Goal: List every line below that contains the word "paper". Case counts.

Data provided:
──────────

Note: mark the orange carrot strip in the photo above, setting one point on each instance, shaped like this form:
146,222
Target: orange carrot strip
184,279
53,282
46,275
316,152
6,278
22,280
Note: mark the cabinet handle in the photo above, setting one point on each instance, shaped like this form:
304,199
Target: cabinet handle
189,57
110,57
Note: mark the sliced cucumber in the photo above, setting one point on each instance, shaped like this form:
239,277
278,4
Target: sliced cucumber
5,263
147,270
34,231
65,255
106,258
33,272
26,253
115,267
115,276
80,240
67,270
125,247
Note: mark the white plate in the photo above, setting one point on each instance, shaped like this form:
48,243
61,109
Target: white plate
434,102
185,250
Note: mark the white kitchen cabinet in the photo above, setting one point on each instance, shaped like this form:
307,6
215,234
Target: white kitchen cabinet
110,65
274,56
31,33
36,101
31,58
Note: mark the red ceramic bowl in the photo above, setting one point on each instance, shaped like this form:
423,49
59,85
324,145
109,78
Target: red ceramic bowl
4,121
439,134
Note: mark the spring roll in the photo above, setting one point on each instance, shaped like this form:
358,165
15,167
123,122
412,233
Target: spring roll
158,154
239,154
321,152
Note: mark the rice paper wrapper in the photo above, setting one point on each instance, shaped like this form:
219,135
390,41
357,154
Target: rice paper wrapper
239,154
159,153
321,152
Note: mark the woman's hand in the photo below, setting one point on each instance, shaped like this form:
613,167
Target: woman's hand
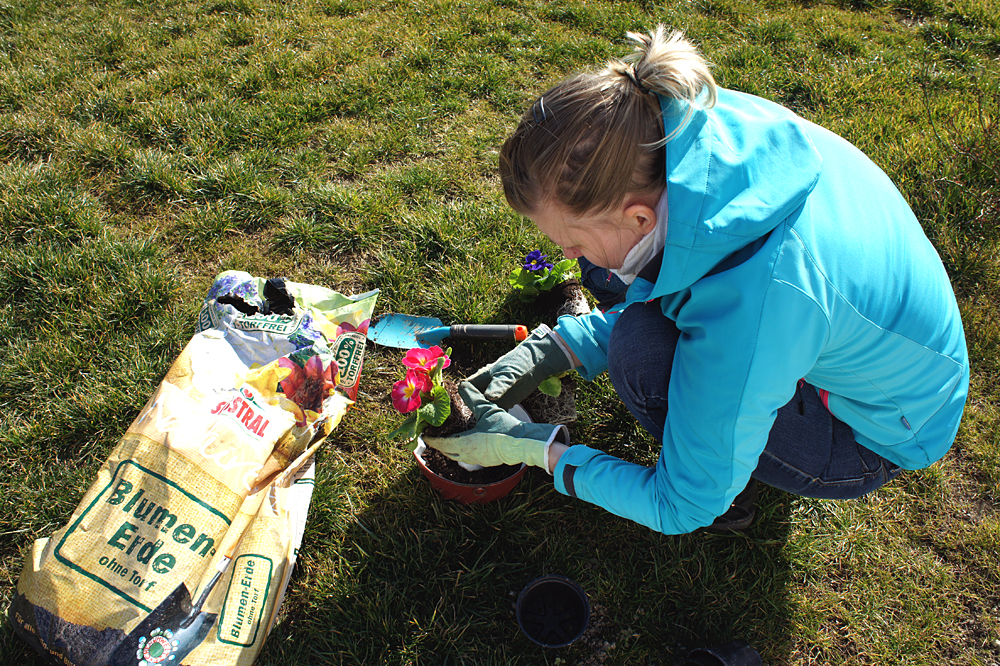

──────────

The output:
Note: mark the rice paper wrapper in the photo above, setting one point on each instance, shaped like this form:
Target: rice paper wrapper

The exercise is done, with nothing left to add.